**STUDY TEXT**
Lourdes holds dual Mexican and U.S. citizenship and lived in the U.S. for 18 years before returning to Mexico City some years ago. Her niece and nephew, both of whom are attorneys, have traveled to the U.S. from Mexico since they were small children. But this visit was different, they told us.

This time, federal agents took them aside and asked them not only the usual questions about why they were here in L.A. and how long they would stay, but also demanded the address where they would be staying. They felt nervous about disclosing this information. They were relying on friends’ graciousness for their accommodations and didn’t want to cause any trouble for them even though they were doing nothing wrong.

Taken out of the line and shunted to a separate area for further interrogation, they were told they had to produce evidence of a hotel reservation, and they also had to prove that they had a return flight. They also had to establish that they had money. This hostile, antagonistic reception had never happened to any of them before in the decades that they’ve been tourists in the U.S.

Gloria said that during the nerve-wracking experience, she focused on her mother’s advice to always keep a “cabeza fria.” She didn’t let her face or demeanor betray any of the anxiety she, her brother, and her aunt were feeling. Finally, after what seemed an interminable time, they were let go. “That’s awful,” we said, and David joked that they wouldn’t have the same trouble Sunday when they return to Mexico, but that the feds would probably hustle them right along as they leave.

During the dinner, our Mexican guests described their long-ago vacations in the U.S. with their parents when they visited Disneyworld in Florida, drove Route 66, and foraged in markets for M&Ms, an exotic treat that wasn’t sold in Mexico when they were kids. You can get M&Ms in Mexico now, Alonso told us, but only plain and peanut flavors. So when they come to the U.S. they still seek out M&Ms in coveted varieties that are unavailable at home, like cookies ‘n’ crème and caramel.

The flourless chocolate almond cake was heavenly. After everyone left and we were cleaning up the kitchen, David remarked that we should have apologized to Lourdes, Gloria, and Alonso for the shabby, rude treatment they received at the hands of the agents at the airport. I hope they found some limited-edition M&Ms to take home, perhaps the only sweet thing about their visit this time.

If You Have No Daughters

Hot-cross buns!
Hot-cross buns!
One a penny, two a penny,
Hot-cross buns!
If you have no daughters,
Give them to your sons;
One a penny, two a penny,
Hot-cross buns!

I’ve been on the hunt for hot cross buns for several days and had to accept defeat today. After making the rounds at four different markets and finding none, this morning I walked to Alsace Lorraine, a local bakery. It was as if I’d gone looking for a rotary phone or a floppy disk.

The owner told me, “I used to make them but nobody would buy them. I’d have trays and trays left.” She pointed out, “The younger generation doesn’t eat them.”

Hot cross buns indicate the end of Lent, marked with a cross to symbolize the crucifixion and laced with spices once used in embalming. They’re studded with citron to denote the bitterness of Christ’s time on the cross. My mother would buy them every year, and I know my craving is part of missing her as I always do.

I last found hot cross buns two years ago. The supermarket variety was sort of like a dinner roll with raisins and a sugar cross, not nearly as delectable as those I recall from my childhood. Nonetheless, I was happy to find and eat them, not realizing they would be the final batch I’d ever buy or eat unless I made them myself. Yesterday I watched an entire New York Times Cooking video by Genevieve Ko on how to make hot cross buns. Baking isn’t among my skills, so I quailed at the prospect even though she made it look so easy!

What traditional foods will you eat — or miss — as part of observing Easter or Passover this weekend? Wishing all a peaceful and delicious time.

**CHECK YOUR UNDERSTANDING**
A: In the text, which two M&M flavors does Alonso say are sold in Mexico now?
B: Reproduce the passage of the text running from "I last found" up to and including "look so easy!".
Base every answer on the text alone.

**THE DATA**
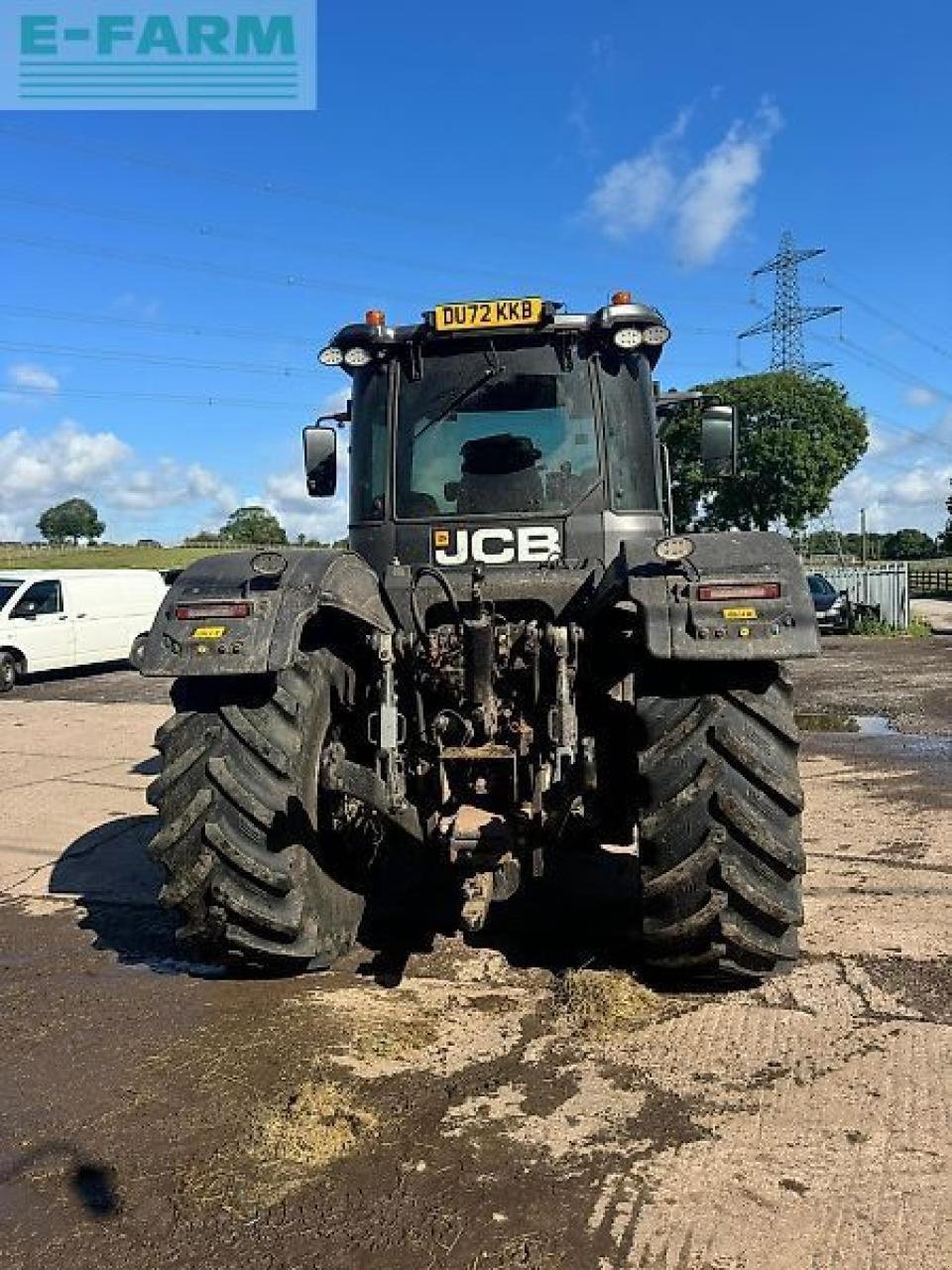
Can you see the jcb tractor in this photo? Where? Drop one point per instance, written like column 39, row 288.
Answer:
column 516, row 657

**ANSWERS FOR THE TASKS**
A: Plain and peanut.

B:
I last found hot cross buns two years ago. The supermarket variety was sort of like a dinner roll with raisins and a sugar cross, not nearly as delectable as those I recall from my childhood. Nonetheless, I was happy to find and eat them, not realizing they would be the final batch I’d ever buy or eat unless I made them myself. Yesterday I watched an entire New York Times Cooking video by Genevieve Ko on how to make hot cross buns. Baking isn’t among my skills, so I quailed at the prospect even though she made it look so easy!